(Excerpts from point annotation data)
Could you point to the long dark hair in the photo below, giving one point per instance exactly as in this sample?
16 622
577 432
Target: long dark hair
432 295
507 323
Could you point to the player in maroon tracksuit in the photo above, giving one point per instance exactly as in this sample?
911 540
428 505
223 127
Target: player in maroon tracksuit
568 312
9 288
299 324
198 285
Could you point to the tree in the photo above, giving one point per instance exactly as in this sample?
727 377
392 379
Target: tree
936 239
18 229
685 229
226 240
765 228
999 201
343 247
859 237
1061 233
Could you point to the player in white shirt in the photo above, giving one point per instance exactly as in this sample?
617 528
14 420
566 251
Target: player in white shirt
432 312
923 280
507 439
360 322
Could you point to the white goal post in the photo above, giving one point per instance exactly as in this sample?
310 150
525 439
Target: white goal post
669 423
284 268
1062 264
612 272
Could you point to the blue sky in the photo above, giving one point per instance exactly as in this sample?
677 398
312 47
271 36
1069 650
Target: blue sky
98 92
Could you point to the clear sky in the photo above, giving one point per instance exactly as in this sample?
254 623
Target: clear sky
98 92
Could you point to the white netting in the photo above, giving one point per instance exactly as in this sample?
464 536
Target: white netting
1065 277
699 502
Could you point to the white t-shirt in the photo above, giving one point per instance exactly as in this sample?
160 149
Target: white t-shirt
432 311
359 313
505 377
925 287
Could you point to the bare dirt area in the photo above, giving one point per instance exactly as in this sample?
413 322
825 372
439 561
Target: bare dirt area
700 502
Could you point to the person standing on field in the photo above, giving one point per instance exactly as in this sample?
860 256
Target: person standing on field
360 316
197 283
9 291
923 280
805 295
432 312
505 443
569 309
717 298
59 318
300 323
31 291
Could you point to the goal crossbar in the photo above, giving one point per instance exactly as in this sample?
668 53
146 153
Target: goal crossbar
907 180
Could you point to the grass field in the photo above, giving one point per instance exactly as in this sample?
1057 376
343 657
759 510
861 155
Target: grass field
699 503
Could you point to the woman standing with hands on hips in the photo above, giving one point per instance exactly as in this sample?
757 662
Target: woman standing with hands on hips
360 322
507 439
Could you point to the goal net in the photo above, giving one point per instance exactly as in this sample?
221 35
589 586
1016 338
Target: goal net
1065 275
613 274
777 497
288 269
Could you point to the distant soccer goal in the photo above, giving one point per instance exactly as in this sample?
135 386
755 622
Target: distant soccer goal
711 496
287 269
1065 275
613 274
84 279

- _Exercise instructions_:
Copy out the records above line for line, with no changes to any of them.

- _Task response_:
Could you point to the long dark hair in the photo below, giving one point per instance exactly as in this sample?
16 622
577 432
Target: long dark hair
432 295
507 323
Could you point to the player in maroon tracksuit in the photo above, giving one point per instance exactly as in this sample?
911 540
428 505
223 127
Target: player in maroon tracksuit
568 312
9 288
299 324
198 285
Could you point to the tree in the photo above, giving one point per instance exactly as in this sample?
727 377
392 379
Target: tree
936 239
18 229
685 229
226 240
765 228
999 201
343 247
859 237
1061 233
Could you point to the player in white shirt in the photo above, giving one point per instance exactly as in this sample?
617 528
14 420
566 251
Target: player in white shirt
432 312
923 280
507 439
360 322
Could you point to the white goal post in the photo above, giving one point per instance exactly as in this sample?
310 150
525 439
Target: white goal post
669 423
284 268
1062 264
612 272
Could you point to the blue sky in the photo above, giving one point per instance exactly as in this sample?
677 398
312 47
271 36
1069 650
Target: blue sky
98 92
Could you point to the clear sky in the photo above, giving one point per instance exactly as in this sample?
254 623
Target: clear sky
98 92
Could you point to the white netting in the photo above, giving one point per instance exactly as in this sample?
464 536
Target: white netting
1065 277
699 502
Could you point to the white t-shirt in the photo above, giving one point per instance exactly as in this sample?
160 149
Target: white t-shirt
432 311
359 313
505 377
925 287
Could you point to the bare dirt area in the photo above, giving one point per instance exactly as in this sample?
413 322
825 372
439 561
Target: bare dirt area
700 502
Could you point to the person standing on field in the photo above, giving one point per instance exactly as in this sample?
860 256
Target: person standing on field
360 316
197 283
9 291
923 280
805 295
432 312
505 443
569 309
717 298
59 318
300 323
31 291
Could you point to the goal crossbar in the photo above, giving one point per instance exactly as in this sample?
668 53
146 153
Target: goal crossbar
907 180
Could you point to the grass field in the photo above, giving one point per instance exactly as in this sample?
1057 376
343 657
759 510
861 155
Target: grass field
699 503
Could you point to the woman standing with hands on hips in the photo above, giving one point per instance exactly as in this sample?
757 662
Target: woman standing with hands on hips
360 322
507 439
Could you point to the goal net in the photo above, giving one point per instance exactly as in this sample?
221 35
589 586
1016 338
Target: goal net
1065 275
613 274
777 497
288 269
Could you point to the distant soccer goal in the photo above, giving one point per instance exactly as in this sample?
135 386
755 622
Target: distant soccer goal
711 496
287 269
1065 275
613 274
84 279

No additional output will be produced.